• **PROMPT**
Reproduce the material from the line containing "Can you find the green tree?" through the line containing "[[223, 214]]", including both of those lines, but omit the pictures.

Records
+++

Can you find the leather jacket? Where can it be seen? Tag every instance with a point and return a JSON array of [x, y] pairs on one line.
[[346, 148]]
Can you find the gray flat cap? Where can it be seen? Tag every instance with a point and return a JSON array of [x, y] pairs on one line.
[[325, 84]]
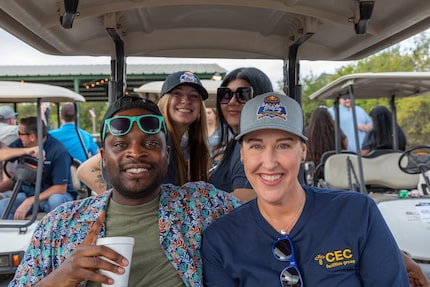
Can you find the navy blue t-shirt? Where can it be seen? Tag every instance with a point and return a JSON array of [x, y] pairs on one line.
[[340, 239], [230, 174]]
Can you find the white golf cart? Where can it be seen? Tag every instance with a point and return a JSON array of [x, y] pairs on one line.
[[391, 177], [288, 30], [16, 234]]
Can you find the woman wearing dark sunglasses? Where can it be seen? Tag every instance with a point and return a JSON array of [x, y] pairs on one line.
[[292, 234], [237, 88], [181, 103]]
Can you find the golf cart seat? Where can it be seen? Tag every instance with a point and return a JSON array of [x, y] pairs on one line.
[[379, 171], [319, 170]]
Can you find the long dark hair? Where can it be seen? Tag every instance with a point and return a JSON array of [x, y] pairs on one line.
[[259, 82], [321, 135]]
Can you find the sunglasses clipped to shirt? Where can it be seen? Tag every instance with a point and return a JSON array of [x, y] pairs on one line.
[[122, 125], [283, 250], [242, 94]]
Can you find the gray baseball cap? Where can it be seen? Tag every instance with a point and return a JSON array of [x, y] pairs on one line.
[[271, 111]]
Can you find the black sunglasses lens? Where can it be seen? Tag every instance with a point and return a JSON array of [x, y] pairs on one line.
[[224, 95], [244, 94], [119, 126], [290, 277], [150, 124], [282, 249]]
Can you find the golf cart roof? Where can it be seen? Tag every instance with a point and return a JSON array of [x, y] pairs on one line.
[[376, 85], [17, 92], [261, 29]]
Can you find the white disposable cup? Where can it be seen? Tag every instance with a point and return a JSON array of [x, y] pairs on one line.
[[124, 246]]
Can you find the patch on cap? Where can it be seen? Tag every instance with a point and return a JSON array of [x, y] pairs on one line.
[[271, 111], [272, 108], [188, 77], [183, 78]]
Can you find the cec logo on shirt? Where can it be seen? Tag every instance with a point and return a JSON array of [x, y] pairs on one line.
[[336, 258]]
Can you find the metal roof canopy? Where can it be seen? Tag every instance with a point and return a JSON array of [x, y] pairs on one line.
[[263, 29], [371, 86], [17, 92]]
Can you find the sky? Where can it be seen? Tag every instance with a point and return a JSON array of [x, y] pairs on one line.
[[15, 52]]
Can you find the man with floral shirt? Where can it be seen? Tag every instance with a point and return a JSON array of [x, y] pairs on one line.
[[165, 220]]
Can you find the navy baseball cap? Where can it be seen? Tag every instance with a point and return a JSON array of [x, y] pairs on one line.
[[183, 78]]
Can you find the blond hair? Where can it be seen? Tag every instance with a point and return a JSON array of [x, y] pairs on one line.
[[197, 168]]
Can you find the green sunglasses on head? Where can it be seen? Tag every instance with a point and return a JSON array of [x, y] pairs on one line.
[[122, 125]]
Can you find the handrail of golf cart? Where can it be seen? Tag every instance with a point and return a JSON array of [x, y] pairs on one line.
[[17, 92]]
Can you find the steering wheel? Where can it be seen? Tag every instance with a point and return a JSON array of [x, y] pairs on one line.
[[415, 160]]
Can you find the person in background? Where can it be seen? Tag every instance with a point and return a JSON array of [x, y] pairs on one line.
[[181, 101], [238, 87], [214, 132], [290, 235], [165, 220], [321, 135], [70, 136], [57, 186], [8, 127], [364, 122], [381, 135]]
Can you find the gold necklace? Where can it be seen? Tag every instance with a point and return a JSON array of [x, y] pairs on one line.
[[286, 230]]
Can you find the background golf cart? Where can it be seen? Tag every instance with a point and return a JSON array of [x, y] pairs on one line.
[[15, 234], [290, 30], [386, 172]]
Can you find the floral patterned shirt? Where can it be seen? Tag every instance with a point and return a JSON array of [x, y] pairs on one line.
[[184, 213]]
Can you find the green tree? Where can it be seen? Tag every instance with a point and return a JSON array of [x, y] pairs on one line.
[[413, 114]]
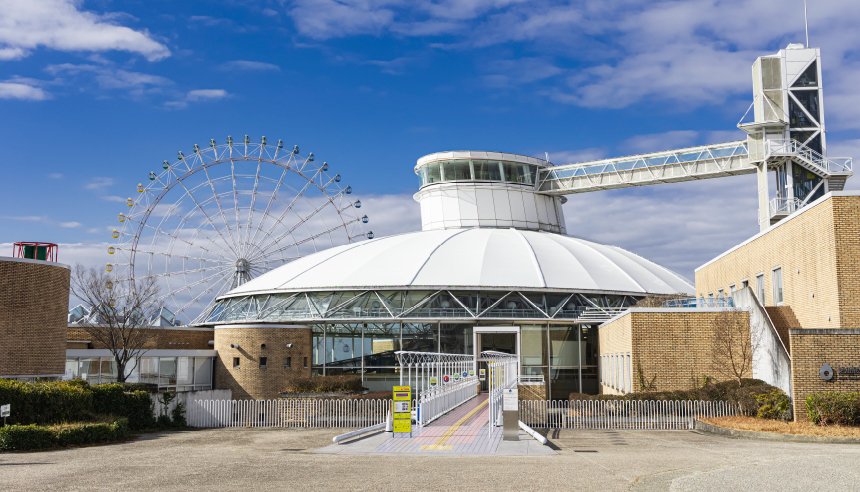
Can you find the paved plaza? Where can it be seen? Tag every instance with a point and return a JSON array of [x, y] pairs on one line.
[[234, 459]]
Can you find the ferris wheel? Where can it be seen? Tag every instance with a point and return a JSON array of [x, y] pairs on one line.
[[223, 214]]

+++

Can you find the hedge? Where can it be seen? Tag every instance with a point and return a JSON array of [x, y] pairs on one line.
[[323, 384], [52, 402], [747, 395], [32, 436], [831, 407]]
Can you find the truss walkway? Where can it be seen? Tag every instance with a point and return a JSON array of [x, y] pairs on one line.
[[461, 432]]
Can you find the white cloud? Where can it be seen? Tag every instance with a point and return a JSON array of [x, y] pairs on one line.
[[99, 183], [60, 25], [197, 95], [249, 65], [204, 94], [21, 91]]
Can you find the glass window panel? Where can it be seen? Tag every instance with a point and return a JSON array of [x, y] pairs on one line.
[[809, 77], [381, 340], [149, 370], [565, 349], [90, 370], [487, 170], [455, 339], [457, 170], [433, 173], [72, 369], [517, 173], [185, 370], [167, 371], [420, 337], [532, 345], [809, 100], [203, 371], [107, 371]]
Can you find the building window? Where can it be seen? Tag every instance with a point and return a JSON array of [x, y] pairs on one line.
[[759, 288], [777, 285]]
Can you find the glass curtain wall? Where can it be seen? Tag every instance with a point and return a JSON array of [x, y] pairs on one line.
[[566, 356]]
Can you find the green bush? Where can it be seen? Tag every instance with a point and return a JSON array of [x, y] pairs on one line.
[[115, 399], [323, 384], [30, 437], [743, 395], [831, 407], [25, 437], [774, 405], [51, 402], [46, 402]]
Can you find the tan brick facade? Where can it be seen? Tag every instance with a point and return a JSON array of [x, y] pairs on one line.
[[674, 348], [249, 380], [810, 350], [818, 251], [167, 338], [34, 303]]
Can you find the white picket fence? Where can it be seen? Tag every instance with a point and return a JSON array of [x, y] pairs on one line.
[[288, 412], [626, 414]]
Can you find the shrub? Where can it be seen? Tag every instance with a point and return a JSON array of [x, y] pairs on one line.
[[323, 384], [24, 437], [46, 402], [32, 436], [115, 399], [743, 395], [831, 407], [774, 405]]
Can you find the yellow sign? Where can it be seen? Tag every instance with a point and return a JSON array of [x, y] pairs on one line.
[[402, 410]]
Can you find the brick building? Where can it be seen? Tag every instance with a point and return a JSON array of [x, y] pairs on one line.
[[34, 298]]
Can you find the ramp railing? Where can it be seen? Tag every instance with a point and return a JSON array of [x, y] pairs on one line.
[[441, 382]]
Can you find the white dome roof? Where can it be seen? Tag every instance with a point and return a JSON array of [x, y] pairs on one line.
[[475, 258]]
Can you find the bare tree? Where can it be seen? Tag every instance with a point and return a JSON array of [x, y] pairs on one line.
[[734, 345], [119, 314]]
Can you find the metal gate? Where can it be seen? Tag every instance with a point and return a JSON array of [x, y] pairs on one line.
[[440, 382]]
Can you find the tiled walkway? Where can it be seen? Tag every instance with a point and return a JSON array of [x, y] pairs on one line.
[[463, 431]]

+++

• **REPLY TO THE TASK**
Can you find the green tree? Where can it be seen? Tag every instance with a point and return a JSON array of [x, y] pairs on one line.
[[413, 114]]
Can you find the paved plaza? Where can it be seen? Tag every instance with a point and return a JSON array of [x, y] pairs on one line.
[[234, 459]]
Can you find the ferris wheel? Where can it be seen? Tag every instance with a point and return a JSON array of [x, y] pairs on one line.
[[223, 214]]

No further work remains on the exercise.